What to produce: Your reply should consist solely of the lines from the one containing "Where can the chrome running" through the end of the data, restated word for word.

"""

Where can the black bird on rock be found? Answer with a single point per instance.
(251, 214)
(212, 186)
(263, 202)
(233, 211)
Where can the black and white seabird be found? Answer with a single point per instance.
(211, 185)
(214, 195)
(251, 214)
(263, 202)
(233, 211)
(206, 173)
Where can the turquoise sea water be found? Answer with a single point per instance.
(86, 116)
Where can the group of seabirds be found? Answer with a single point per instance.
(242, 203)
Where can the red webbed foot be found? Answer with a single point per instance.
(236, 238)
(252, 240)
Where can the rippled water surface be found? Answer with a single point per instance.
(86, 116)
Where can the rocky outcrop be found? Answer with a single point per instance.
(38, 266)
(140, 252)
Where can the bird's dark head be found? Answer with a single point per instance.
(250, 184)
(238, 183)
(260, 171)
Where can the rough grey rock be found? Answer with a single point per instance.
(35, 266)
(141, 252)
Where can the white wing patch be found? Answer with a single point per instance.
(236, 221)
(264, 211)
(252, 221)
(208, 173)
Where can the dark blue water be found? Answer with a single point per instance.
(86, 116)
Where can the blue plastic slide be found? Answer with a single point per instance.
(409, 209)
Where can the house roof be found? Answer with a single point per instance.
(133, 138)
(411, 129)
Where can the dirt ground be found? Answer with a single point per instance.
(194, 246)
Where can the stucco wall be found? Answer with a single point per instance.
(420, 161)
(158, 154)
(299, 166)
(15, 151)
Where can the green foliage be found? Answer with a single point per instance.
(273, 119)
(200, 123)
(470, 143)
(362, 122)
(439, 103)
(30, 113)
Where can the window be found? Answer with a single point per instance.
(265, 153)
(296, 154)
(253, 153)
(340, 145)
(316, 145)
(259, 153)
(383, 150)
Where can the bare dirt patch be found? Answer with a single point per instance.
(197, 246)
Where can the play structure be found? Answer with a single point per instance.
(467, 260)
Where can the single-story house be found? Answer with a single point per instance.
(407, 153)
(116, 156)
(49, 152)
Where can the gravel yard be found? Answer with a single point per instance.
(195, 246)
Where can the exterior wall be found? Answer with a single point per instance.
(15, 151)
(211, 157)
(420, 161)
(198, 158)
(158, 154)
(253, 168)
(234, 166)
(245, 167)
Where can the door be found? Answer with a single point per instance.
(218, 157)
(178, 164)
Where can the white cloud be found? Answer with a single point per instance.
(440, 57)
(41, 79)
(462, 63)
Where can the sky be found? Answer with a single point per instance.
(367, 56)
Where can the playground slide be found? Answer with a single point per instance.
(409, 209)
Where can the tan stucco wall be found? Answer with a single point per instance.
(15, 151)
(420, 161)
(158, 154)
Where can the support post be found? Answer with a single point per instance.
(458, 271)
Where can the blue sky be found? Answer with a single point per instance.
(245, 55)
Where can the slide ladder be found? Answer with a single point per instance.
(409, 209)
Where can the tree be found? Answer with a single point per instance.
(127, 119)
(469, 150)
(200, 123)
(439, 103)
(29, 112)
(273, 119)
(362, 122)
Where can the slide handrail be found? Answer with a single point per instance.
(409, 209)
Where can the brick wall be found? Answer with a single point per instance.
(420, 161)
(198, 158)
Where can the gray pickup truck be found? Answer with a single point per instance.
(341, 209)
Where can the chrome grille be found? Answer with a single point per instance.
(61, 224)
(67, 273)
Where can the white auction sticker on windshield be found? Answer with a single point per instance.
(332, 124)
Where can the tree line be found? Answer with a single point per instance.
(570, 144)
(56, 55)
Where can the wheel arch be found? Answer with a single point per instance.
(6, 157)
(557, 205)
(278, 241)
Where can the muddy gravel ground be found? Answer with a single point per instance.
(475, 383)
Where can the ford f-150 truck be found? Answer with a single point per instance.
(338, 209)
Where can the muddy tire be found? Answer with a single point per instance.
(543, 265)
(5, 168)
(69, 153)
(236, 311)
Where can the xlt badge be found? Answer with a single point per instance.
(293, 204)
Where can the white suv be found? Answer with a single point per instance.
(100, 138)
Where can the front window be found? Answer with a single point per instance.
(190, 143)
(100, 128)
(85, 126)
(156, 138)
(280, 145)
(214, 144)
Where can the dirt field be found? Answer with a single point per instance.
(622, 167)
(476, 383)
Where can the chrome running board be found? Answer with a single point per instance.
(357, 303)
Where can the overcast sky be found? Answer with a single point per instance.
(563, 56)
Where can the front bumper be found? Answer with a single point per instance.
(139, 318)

"""

Answer to the exercise:
Where can the chrome running board be found? Answer with a single point per instance.
(357, 303)
Where can the overcast sky be found? Answer with a single point per instance.
(563, 56)
Where can the front bumper be found? Answer with a single point per instance.
(139, 318)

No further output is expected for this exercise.